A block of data
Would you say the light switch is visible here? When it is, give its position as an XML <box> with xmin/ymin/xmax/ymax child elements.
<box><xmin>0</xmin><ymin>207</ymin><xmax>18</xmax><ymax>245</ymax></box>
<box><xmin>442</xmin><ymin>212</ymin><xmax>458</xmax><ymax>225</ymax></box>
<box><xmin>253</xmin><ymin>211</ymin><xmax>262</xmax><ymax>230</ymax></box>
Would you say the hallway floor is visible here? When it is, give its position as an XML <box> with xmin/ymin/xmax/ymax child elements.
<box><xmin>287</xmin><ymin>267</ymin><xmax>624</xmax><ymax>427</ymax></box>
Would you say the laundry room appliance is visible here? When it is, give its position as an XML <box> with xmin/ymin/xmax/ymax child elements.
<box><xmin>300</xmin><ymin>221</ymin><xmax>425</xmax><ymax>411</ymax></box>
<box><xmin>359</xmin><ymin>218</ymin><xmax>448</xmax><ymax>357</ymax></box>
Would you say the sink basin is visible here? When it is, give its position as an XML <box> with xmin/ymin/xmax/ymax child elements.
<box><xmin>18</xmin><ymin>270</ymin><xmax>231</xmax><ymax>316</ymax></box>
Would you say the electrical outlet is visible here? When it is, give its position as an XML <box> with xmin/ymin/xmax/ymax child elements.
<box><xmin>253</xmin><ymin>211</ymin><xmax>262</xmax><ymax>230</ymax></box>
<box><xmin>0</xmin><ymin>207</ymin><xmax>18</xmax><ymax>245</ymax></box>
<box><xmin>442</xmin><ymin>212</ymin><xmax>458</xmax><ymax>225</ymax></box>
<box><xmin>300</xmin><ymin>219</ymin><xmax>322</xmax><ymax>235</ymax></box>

Given task:
Copy the data above word for word, leaving nothing out.

Exercise solution:
Would you say the light switch is visible here? When it is, give its position as an XML <box> with xmin/ymin/xmax/ymax child elements.
<box><xmin>0</xmin><ymin>207</ymin><xmax>18</xmax><ymax>245</ymax></box>
<box><xmin>442</xmin><ymin>212</ymin><xmax>458</xmax><ymax>225</ymax></box>
<box><xmin>253</xmin><ymin>211</ymin><xmax>262</xmax><ymax>230</ymax></box>
Would you say the hallway floor is visible here? When it is, give its position as an XML <box> with xmin/ymin/xmax/ymax child elements.
<box><xmin>287</xmin><ymin>267</ymin><xmax>624</xmax><ymax>427</ymax></box>
Would you say the laundry room appliance is visible here? When it is, give its position as an XML <box> with xmin/ymin/xmax/ymax child elements.
<box><xmin>300</xmin><ymin>221</ymin><xmax>425</xmax><ymax>411</ymax></box>
<box><xmin>359</xmin><ymin>218</ymin><xmax>448</xmax><ymax>357</ymax></box>
Would you say the sink basin is visible here? When it is, give its position as an XML <box> with xmin/ymin/xmax/ymax child elements.
<box><xmin>18</xmin><ymin>270</ymin><xmax>231</xmax><ymax>316</ymax></box>
Would you say the electrical outlet is visible here? When it is, give its position as an XML <box> with xmin/ymin/xmax/ymax child elements.
<box><xmin>253</xmin><ymin>211</ymin><xmax>262</xmax><ymax>230</ymax></box>
<box><xmin>0</xmin><ymin>207</ymin><xmax>18</xmax><ymax>245</ymax></box>
<box><xmin>442</xmin><ymin>212</ymin><xmax>458</xmax><ymax>225</ymax></box>
<box><xmin>300</xmin><ymin>219</ymin><xmax>322</xmax><ymax>235</ymax></box>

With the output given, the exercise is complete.